AIM:
Please rewrite the records below, swapping "blanket" for "quilt" and leaving everything else unchanged.
### DATA IN THIS EXERCISE ###
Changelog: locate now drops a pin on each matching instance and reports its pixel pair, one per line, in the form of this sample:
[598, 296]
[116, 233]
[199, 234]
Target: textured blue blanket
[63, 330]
###
EXERCISE RESULT:
Changelog: locate now drops a pin on each matching instance and reports its pixel pair, one per line, in the form of this sample:
[598, 296]
[116, 233]
[199, 234]
Target: textured blue quilt
[63, 330]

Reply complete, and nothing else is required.